## begin DATA ENTRIES

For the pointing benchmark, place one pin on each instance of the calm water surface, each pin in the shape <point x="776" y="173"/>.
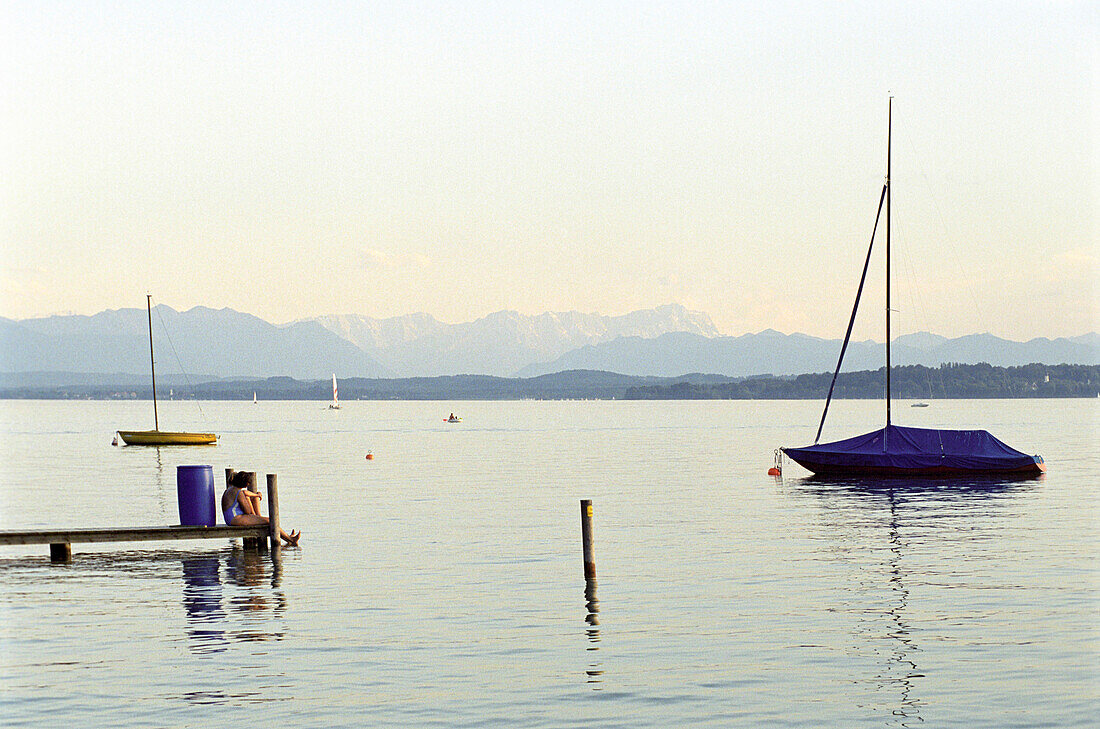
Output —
<point x="441" y="584"/>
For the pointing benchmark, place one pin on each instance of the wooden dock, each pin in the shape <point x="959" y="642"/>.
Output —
<point x="61" y="540"/>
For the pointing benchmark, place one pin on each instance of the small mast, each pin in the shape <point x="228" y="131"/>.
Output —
<point x="152" y="365"/>
<point x="889" y="135"/>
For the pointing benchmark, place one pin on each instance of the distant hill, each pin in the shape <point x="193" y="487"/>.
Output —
<point x="502" y="343"/>
<point x="910" y="382"/>
<point x="771" y="352"/>
<point x="208" y="344"/>
<point x="200" y="342"/>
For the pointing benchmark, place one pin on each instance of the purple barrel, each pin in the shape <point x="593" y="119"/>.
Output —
<point x="195" y="494"/>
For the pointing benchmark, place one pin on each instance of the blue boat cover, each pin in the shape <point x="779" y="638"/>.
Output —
<point x="900" y="450"/>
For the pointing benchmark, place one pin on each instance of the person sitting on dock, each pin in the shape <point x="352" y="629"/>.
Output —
<point x="241" y="507"/>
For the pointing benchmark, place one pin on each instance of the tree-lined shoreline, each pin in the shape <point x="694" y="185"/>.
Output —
<point x="909" y="382"/>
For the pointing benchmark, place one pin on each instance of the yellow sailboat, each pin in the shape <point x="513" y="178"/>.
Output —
<point x="157" y="437"/>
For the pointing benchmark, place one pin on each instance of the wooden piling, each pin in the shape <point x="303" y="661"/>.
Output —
<point x="61" y="552"/>
<point x="273" y="511"/>
<point x="590" y="556"/>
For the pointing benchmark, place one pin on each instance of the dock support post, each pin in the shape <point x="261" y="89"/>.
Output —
<point x="590" y="555"/>
<point x="61" y="552"/>
<point x="273" y="527"/>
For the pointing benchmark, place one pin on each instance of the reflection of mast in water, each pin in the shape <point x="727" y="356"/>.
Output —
<point x="166" y="511"/>
<point x="202" y="605"/>
<point x="248" y="569"/>
<point x="899" y="661"/>
<point x="592" y="604"/>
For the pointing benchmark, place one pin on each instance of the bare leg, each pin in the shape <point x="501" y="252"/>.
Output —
<point x="249" y="504"/>
<point x="254" y="520"/>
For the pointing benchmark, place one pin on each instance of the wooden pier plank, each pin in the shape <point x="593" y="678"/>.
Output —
<point x="128" y="534"/>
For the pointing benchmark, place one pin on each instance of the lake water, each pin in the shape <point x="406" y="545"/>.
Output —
<point x="441" y="584"/>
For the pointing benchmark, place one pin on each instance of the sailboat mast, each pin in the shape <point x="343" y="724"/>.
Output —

## end DATA ENTRIES

▶ _DESCRIPTION OF THE TASK_: Reproduce verbatim the lines of the records starting with the line that contains "of the sailboat" and continuing through the end of the records, including both ends.

▶ _TASK RESULT_:
For the pointing benchmark, place one pin on each instance of the sailboat mast, each pin in the shape <point x="343" y="724"/>.
Output —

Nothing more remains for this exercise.